* DIRECTIVE *
Please return every line of the data below that contains the string "blue". Case counts.

* DATASET RECORDS *
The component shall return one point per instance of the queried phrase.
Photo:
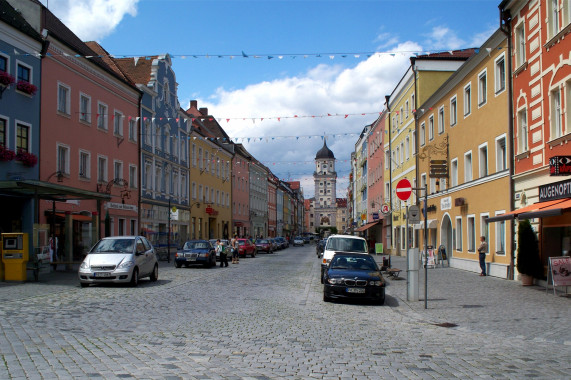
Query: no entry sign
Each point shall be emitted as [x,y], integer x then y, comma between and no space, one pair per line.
[404,189]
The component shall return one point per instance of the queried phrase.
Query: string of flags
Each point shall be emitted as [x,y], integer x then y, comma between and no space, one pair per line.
[266,56]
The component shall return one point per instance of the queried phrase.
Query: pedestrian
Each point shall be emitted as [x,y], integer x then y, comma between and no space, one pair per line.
[234,245]
[221,249]
[482,249]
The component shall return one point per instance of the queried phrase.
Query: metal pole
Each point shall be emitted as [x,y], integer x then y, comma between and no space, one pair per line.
[426,246]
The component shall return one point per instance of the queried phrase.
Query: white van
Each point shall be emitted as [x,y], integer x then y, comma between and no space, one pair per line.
[342,243]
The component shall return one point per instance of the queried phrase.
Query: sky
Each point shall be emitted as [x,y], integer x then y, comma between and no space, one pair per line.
[280,76]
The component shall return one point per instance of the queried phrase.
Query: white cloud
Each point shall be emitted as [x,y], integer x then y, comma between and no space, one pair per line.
[92,19]
[288,146]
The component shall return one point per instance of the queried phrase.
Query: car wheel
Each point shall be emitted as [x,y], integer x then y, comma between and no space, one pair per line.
[135,278]
[155,273]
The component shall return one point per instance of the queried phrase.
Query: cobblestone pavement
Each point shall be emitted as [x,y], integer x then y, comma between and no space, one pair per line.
[265,319]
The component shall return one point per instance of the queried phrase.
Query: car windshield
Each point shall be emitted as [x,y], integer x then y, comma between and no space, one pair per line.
[366,263]
[195,245]
[347,245]
[114,245]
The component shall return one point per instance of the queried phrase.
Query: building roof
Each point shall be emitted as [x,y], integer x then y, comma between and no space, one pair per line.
[324,152]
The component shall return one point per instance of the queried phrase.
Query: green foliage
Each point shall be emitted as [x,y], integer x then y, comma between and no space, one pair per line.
[528,260]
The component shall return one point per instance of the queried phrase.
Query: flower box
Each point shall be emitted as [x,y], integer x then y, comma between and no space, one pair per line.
[26,87]
[6,79]
[28,159]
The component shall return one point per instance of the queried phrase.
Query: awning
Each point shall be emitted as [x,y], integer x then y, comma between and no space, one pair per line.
[366,226]
[47,190]
[536,210]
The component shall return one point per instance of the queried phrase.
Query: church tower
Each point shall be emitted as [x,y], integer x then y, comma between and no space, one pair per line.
[325,178]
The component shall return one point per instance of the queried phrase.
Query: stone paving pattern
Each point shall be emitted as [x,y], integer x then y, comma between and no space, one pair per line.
[265,319]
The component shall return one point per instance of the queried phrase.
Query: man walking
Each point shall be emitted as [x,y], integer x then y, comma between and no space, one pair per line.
[482,249]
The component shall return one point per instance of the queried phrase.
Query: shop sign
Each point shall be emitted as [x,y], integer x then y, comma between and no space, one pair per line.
[120,206]
[446,203]
[560,165]
[557,190]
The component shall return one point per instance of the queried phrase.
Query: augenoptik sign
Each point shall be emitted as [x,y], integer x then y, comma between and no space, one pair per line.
[560,165]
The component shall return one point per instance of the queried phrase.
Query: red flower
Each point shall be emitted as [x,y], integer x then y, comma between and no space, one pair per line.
[6,154]
[26,87]
[28,159]
[6,79]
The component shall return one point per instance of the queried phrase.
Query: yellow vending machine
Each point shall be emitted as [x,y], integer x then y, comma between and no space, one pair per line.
[15,255]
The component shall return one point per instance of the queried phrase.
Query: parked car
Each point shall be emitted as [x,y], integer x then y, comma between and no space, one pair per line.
[320,246]
[264,245]
[225,242]
[246,247]
[196,252]
[298,240]
[342,244]
[119,259]
[353,275]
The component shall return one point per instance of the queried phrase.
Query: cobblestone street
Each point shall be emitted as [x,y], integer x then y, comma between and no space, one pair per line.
[264,318]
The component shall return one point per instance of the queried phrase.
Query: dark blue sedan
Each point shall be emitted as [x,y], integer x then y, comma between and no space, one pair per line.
[196,252]
[353,275]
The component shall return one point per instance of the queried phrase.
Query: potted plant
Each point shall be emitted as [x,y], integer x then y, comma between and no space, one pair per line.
[6,79]
[528,262]
[26,87]
[28,159]
[6,154]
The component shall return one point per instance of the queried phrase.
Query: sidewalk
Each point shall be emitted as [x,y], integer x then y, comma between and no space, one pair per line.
[487,304]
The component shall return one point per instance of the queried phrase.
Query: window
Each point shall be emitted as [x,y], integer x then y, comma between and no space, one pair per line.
[500,74]
[501,154]
[431,128]
[556,125]
[522,131]
[63,99]
[117,170]
[500,235]
[118,123]
[84,169]
[101,169]
[520,44]
[22,137]
[483,159]
[85,108]
[63,159]
[471,230]
[468,167]
[459,233]
[441,120]
[467,101]
[24,73]
[3,132]
[454,173]
[102,116]
[482,88]
[132,130]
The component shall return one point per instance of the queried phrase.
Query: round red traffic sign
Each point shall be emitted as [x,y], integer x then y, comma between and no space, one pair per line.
[404,189]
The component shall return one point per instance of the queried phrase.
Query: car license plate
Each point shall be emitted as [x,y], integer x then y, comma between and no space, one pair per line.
[355,290]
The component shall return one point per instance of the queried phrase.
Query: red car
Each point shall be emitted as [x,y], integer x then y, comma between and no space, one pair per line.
[246,247]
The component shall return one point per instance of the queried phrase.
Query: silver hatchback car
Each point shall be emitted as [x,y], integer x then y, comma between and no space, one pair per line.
[119,259]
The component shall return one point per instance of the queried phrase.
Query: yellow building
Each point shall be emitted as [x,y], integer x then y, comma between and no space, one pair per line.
[210,184]
[464,125]
[424,76]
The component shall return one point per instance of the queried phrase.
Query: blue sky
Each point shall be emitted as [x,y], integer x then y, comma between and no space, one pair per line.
[295,81]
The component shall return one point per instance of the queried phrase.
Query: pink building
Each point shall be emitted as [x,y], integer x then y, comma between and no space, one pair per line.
[89,143]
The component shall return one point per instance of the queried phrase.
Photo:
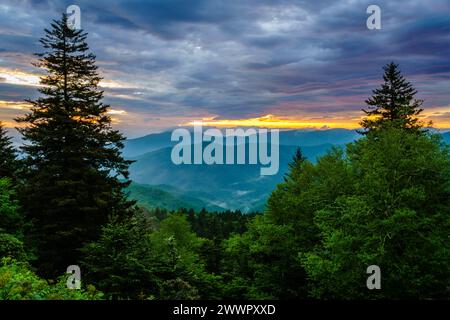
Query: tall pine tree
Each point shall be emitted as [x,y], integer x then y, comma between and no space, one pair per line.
[393,105]
[76,172]
[8,162]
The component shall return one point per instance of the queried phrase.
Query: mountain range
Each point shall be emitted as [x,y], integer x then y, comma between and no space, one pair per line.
[157,182]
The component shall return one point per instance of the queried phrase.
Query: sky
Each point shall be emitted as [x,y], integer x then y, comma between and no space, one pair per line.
[277,64]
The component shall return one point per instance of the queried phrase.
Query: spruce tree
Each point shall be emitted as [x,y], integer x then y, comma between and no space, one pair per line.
[75,171]
[393,104]
[8,162]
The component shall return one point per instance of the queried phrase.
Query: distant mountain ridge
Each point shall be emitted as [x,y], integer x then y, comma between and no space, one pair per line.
[159,182]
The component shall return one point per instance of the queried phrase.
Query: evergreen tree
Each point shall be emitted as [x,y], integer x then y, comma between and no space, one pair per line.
[393,104]
[8,162]
[295,166]
[73,159]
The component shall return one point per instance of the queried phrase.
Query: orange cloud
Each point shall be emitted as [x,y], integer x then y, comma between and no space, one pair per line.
[272,121]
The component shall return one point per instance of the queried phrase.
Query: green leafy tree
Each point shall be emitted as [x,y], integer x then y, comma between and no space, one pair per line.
[73,156]
[18,282]
[179,262]
[396,218]
[265,258]
[11,220]
[120,263]
[393,104]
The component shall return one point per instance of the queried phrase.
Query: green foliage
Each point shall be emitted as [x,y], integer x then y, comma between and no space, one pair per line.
[119,262]
[11,247]
[137,259]
[11,220]
[8,162]
[397,218]
[72,155]
[18,282]
[393,105]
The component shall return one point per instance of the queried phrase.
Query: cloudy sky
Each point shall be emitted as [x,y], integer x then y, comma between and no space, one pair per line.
[275,63]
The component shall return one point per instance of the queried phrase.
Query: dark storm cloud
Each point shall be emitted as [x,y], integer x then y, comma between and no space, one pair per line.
[237,59]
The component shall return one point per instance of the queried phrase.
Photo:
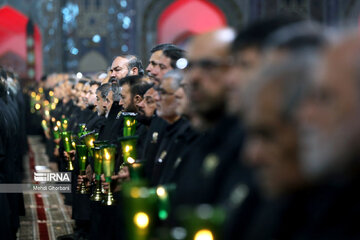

* EXERCISE OUTPUT *
Query: dark blue sedan
Query: blue sky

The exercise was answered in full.